(Beginning of SOURCE DOCUMENT)

To prune candidates that survive the letter count filter, we also employ standard q-gram counting.

Supporting paired-end alignment

Hobbes supports the alignment of paired-end reads. Many next-generation sequencing technologies provide the user with paired-end reads that contain extra information about the relative position of two reads with respect to each other. To align paired-end reads, Hobbes initially considers each read of a pair separately and finds the set of candidate locations for each read. For example, given a read pair (r1, r2), Hobbes first finds the candidate location sets C1 and C2 corresponding to read r1 and r2, respectively. During the next step, for each candidate c1 [set membership] C1 Hobbes performs verification only if there is a c2 [set membership] C2 that satisfies the paired-end alignment constraints (appropriate orientation and distance) with respect to c1.

Hobbes provides the option of reporting the alignments of each read in a paired-end read separately if no paired alignments are found.

Implementation details

In this section, we discuss implementation details of Hobbes.

Treatment of N characters

We ignore q-grams with at least one N character. As a consequence, our inverted index does not contain those q-grams. When generating q-grams for a read, we may generate fewer than d + 1 non-overlapping q-grams (since we ignore q-grams with N characters). In our current implementation, we cannot find any mapping for such a read, although we could rely on those other q-grams to find some mappings (we leave this for future work). In all other cases, we treat N's as mismatches. Note that we can deal with reads containing N's (as long as there are enough non-overlapping q-grams), and a read can map to substrings in the reference sequence containing N's even though the inverted index does not contain q-grams with N's (we may reach such a position via a different, regular q-gram).

Hashing q-grams

We employ a collision-free hash function to map q-grams to integers, as follows. Each character {A, C, T, G} is encoded as 2 bits, and the concatenation of all such 2-bits corresponding to a q-gram forms the q-gram's hash code. With this scheme, 32-bit integers can support hashing q-grams up to length 32/2 = 16. For longer q-grams, we use 64-bit integers.

Hamming-distance verification

Before computing the actual Hamming distance between two sequences using a character-by-character comparison, we do a significantly faster chunk-by-chunk comparison, typically with a chunk size of 4 bytes. If more than d chunks differ, then the two sequences cannot be within Hamming distance d, and we avoid the character-by-character comparison.

Edit-distance verification

After a candidate passes the letter count filter, we compute the real edit distance between two sequences using SeqAn's (27) implementation of Myer's bit-parallel algorithm (28).

(End of SOURCE DOCUMENT)
(Beginning of DATA SUPPLIED)

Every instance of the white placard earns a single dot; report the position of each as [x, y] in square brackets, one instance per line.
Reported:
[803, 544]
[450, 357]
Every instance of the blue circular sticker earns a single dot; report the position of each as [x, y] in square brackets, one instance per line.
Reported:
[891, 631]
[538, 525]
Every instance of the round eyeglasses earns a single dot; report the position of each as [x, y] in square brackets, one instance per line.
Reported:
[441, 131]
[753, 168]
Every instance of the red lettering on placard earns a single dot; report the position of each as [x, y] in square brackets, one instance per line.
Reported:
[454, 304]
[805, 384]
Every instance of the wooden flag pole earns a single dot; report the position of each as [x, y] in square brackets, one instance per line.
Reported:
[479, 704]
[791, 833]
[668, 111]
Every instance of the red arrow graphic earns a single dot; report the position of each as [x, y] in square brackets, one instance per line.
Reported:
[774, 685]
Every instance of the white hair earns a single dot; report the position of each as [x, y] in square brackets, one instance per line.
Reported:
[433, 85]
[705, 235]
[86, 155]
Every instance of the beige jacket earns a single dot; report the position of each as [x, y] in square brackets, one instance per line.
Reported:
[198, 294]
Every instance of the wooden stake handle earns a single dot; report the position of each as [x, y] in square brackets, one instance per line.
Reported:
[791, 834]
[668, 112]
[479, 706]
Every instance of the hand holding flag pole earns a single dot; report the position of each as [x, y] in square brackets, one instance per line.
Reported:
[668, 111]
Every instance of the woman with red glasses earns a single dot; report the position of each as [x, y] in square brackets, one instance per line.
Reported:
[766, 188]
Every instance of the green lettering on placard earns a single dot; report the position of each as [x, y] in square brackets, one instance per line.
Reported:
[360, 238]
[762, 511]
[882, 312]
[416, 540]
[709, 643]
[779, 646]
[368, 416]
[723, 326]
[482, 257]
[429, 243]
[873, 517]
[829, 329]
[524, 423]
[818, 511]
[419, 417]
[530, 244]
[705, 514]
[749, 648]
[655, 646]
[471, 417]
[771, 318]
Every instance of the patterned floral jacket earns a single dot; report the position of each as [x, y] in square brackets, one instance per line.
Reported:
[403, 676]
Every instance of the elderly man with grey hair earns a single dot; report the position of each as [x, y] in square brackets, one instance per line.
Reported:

(End of DATA SUPPLIED)

### INSTRUCTIONS FOR THE TASK
Answer these questions from the text on Hobbes:
(a) How many bits encode each character in a q-gram's hash code?
(b) What chunk size is typically used in the comparison done before the character-by-character Hamming distance check?
(c) Whose implementation of Myer's bit-parallel algorithm computes the real edit distance?
The listing isn't needed for the task.

### RESULT FOR THIS EXERCISE
(a) 2 bits.
(b) 4 bytes.
(c) SeqAn's.